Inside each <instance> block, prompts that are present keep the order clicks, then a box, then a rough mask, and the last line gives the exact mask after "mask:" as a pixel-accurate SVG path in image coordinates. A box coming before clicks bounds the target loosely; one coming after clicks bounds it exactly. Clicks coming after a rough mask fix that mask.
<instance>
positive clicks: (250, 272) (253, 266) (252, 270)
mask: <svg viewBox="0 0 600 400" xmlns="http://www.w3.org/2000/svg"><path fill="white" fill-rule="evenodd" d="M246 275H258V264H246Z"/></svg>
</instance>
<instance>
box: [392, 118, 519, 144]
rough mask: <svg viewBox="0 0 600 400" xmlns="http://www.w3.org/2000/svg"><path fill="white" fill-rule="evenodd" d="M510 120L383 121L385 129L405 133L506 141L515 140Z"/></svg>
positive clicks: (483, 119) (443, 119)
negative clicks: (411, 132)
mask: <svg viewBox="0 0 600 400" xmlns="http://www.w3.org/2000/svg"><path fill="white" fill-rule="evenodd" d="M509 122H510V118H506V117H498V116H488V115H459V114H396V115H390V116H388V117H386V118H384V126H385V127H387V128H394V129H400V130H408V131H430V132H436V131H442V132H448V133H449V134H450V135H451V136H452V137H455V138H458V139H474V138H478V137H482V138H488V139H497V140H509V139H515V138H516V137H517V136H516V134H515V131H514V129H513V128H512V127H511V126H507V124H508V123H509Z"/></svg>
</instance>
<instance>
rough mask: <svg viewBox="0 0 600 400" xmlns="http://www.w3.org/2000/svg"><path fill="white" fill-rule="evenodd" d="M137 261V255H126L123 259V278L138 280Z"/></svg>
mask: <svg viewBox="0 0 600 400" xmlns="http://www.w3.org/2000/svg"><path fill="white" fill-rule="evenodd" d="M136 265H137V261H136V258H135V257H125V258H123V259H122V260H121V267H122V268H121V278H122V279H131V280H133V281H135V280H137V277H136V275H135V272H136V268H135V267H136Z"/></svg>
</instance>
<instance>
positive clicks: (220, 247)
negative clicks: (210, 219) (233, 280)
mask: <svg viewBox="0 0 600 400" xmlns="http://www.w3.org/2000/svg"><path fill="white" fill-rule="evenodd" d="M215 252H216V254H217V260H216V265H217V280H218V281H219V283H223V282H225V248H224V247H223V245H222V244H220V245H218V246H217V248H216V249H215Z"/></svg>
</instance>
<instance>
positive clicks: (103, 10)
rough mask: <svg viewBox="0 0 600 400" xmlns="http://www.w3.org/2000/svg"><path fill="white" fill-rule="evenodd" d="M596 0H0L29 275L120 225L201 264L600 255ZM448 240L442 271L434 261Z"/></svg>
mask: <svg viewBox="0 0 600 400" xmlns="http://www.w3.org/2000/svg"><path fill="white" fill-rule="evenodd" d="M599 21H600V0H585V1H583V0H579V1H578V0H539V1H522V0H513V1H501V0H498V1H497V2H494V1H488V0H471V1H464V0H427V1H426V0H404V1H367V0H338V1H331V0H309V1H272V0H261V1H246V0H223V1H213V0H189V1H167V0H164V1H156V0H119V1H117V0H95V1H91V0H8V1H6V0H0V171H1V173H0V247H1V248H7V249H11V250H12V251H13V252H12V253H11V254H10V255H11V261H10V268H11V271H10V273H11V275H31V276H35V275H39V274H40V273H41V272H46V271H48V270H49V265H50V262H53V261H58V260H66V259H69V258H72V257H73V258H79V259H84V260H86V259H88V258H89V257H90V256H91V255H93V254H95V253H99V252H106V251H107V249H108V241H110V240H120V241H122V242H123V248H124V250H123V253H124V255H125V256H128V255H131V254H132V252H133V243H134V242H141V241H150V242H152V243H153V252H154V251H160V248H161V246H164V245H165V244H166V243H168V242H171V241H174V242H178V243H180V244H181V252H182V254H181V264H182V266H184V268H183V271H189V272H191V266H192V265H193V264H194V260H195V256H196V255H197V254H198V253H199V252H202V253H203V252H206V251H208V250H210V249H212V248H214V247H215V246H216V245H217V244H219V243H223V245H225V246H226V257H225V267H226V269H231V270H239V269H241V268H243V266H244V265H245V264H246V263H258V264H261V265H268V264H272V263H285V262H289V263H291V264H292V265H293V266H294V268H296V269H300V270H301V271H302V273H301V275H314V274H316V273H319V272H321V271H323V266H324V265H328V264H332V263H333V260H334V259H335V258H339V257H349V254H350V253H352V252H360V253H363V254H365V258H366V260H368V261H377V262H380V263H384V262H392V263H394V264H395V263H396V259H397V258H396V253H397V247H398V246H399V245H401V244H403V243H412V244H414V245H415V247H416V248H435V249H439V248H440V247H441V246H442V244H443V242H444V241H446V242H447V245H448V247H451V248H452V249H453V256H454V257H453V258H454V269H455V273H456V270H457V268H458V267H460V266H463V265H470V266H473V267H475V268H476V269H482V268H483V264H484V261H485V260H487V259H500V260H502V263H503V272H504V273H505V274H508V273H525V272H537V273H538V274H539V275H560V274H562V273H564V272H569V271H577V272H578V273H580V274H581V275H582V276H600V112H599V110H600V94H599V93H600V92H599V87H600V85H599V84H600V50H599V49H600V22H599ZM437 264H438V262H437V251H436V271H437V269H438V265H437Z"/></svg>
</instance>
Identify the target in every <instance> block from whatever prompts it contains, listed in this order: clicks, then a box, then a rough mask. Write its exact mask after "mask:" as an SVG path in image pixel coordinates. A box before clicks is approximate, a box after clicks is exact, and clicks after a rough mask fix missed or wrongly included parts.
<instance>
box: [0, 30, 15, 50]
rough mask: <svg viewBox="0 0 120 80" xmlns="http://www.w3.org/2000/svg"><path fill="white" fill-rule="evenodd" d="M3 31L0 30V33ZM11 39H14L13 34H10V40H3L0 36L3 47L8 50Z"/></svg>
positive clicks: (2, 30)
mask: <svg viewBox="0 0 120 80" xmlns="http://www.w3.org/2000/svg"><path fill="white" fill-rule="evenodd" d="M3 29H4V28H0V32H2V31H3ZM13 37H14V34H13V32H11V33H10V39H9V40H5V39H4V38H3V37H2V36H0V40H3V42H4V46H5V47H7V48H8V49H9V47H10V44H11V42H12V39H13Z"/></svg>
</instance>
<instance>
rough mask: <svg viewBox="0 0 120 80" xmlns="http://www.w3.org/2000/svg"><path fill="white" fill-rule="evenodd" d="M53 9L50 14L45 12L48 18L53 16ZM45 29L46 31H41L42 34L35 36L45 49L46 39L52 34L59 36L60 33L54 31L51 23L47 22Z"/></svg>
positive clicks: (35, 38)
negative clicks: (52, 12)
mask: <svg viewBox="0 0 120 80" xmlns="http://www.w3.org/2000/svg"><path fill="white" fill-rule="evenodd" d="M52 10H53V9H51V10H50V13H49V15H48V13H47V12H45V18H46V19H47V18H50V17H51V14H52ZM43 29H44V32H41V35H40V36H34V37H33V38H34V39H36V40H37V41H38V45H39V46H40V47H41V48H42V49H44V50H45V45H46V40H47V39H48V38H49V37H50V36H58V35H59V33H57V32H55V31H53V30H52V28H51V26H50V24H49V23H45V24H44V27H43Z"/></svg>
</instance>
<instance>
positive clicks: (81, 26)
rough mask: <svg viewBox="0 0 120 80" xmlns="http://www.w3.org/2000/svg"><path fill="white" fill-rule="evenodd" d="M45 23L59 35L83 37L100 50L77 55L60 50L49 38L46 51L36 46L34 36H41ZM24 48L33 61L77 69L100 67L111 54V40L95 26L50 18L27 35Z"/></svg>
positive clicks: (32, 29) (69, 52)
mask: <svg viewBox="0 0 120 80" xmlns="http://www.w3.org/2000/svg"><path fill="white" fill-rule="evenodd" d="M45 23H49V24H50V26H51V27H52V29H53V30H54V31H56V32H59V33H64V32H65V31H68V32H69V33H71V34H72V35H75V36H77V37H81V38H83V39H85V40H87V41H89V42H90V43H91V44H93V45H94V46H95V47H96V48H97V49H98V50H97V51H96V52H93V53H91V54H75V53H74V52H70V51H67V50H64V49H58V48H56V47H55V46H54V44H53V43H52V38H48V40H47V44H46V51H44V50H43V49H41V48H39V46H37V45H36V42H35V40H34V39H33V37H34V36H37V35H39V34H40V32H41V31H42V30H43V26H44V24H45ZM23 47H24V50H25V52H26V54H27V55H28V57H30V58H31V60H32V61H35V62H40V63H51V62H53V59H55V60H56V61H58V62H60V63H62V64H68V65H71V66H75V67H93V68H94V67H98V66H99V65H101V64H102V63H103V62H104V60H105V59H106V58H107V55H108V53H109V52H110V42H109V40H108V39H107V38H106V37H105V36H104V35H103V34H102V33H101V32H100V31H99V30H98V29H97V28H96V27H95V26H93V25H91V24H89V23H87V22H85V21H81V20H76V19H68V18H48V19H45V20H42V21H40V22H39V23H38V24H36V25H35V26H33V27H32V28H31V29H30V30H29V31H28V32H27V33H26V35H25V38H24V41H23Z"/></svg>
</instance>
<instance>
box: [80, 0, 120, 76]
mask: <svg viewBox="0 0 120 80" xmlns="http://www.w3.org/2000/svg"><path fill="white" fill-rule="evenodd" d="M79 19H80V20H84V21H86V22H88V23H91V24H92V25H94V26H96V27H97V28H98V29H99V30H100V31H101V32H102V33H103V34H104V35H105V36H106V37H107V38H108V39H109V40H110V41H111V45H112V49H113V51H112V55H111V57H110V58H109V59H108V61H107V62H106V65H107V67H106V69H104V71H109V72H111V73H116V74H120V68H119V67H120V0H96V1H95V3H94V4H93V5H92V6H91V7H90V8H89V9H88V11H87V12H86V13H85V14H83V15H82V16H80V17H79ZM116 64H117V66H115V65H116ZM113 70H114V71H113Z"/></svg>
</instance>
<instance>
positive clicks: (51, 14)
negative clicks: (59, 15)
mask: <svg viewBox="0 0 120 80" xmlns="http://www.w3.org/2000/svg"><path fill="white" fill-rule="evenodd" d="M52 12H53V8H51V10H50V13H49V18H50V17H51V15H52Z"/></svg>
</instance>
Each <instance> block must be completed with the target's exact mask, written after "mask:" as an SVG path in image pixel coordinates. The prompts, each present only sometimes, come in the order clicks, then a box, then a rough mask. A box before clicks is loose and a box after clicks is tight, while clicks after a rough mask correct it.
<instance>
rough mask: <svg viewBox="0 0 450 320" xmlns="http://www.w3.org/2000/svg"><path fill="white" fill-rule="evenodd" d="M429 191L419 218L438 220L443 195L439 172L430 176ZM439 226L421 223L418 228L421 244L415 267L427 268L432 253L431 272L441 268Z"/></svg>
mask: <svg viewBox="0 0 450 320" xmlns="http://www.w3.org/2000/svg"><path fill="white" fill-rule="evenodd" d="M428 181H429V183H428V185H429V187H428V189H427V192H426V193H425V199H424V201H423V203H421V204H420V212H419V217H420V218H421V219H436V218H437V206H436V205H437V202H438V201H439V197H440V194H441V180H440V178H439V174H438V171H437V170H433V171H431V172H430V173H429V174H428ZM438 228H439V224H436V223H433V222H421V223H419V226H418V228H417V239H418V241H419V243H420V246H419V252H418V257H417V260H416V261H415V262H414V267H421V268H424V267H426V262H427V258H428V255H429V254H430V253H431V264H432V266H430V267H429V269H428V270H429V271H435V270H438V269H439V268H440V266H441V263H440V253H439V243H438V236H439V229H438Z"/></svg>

> [AIM OF THE TASK]: Replace "rough mask" with "coarse mask" in the material from its start to the line with "positive clicks: (483, 119) (443, 119)", both included, and give those lines again with everything else unchanged.

> [EXPECTED ANSWER]:
Inside each <instance> block, prompts that are present keep the order clicks, then a box, then a coarse mask, and the last line gives the exact mask after "mask:" as a pixel-accurate SVG path in image coordinates. A box coming before clicks bounds the target loosely; one coming after clicks bounds it exactly. Clicks coming after a coarse mask fix that mask.
<instance>
positive clicks: (250, 272) (253, 266) (252, 270)
mask: <svg viewBox="0 0 600 400" xmlns="http://www.w3.org/2000/svg"><path fill="white" fill-rule="evenodd" d="M246 275H258V264H246Z"/></svg>
</instance>
<instance>
box: [392, 118, 519, 144]
coarse mask: <svg viewBox="0 0 600 400" xmlns="http://www.w3.org/2000/svg"><path fill="white" fill-rule="evenodd" d="M510 120L383 121L385 129L405 133L506 141L515 140Z"/></svg>
positive clicks: (483, 119) (443, 119)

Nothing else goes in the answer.